Segment Start: Data extract
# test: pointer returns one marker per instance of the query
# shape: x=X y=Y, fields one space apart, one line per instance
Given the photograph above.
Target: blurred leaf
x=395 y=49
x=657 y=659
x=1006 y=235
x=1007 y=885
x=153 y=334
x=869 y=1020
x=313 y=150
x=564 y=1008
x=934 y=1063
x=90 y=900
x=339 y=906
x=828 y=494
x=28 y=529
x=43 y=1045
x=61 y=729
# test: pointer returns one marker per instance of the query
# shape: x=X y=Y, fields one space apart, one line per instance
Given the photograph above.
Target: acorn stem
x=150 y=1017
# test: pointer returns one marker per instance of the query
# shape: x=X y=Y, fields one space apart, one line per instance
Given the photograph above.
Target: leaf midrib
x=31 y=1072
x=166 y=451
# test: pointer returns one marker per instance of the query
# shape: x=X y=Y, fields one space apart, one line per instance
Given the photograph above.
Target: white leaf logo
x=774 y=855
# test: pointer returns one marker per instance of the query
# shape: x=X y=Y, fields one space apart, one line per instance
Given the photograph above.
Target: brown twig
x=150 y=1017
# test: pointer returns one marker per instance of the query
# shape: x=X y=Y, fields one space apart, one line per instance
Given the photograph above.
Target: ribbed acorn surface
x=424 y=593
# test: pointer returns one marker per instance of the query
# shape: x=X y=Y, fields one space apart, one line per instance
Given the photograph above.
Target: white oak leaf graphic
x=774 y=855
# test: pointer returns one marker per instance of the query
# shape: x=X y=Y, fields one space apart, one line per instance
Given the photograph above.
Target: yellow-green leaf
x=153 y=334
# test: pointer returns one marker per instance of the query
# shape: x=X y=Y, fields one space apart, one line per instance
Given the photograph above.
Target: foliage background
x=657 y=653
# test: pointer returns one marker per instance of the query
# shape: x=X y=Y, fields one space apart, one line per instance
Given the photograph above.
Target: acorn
Segment End: Data extract
**Exercise aim**
The full data must appear again, retyped in every detail.

**Result for this task**
# test: pointer returns one marker per instance of the query
# shape: x=X y=Y, fields one space apart, one line per instance
Given the photograph above.
Target: blurred leaf
x=395 y=49
x=657 y=659
x=1006 y=235
x=1007 y=885
x=153 y=334
x=869 y=1020
x=313 y=150
x=564 y=1008
x=934 y=1063
x=90 y=900
x=339 y=906
x=828 y=494
x=28 y=529
x=43 y=1045
x=61 y=729
# test: pointer returns one marker per instance of the query
# shape: x=X y=Y, fields one space apart, one line per instance
Given the photograph above.
Target: acorn stem
x=150 y=1017
# test: pointer returns one marker per instance of the query
# shape: x=X y=Y, fields one space apart, one line per instance
Given the photograph above.
Target: leaf midrib
x=31 y=1072
x=166 y=451
# test: pointer returns one marker per instance of the query
# shape: x=X y=Y, fields one space apart, one line per instance
Given the photograph above.
Target: white leaf logo
x=774 y=855
# test: pointer returns one marker per instance of the query
# shape: x=X y=Y, fields one space apart, one line per instance
Given the photograph above.
Target: brown twig
x=150 y=1017
# test: pointer returns one marker per instance of the query
# shape: x=X y=Y, fields one space apart, one line per instance
Given the photograph above.
Target: ribbed acorn surface
x=424 y=593
# test: pointer returns one marker per instance of the query
# shape: x=X y=Y, fields one space apart, one line per instance
Given the photograph above.
Target: white oak leaf graphic
x=774 y=855
# test: pointer returns one marker per instance of the query
# shape: x=X y=Y, fields one space apart, one line per instance
Given the photograph above.
Target: yellow-green leaf
x=153 y=334
# test: pointer returns one marker per instance of the query
# shape: x=X y=Y, fields one space apart, one line per instance
Given the photograph above.
Target: foliage background
x=657 y=653
# test: pointer returns one marker per instance of the query
# shape: x=X y=Y, fields one space apart, one line per instance
Given the photograph above.
Target: acorn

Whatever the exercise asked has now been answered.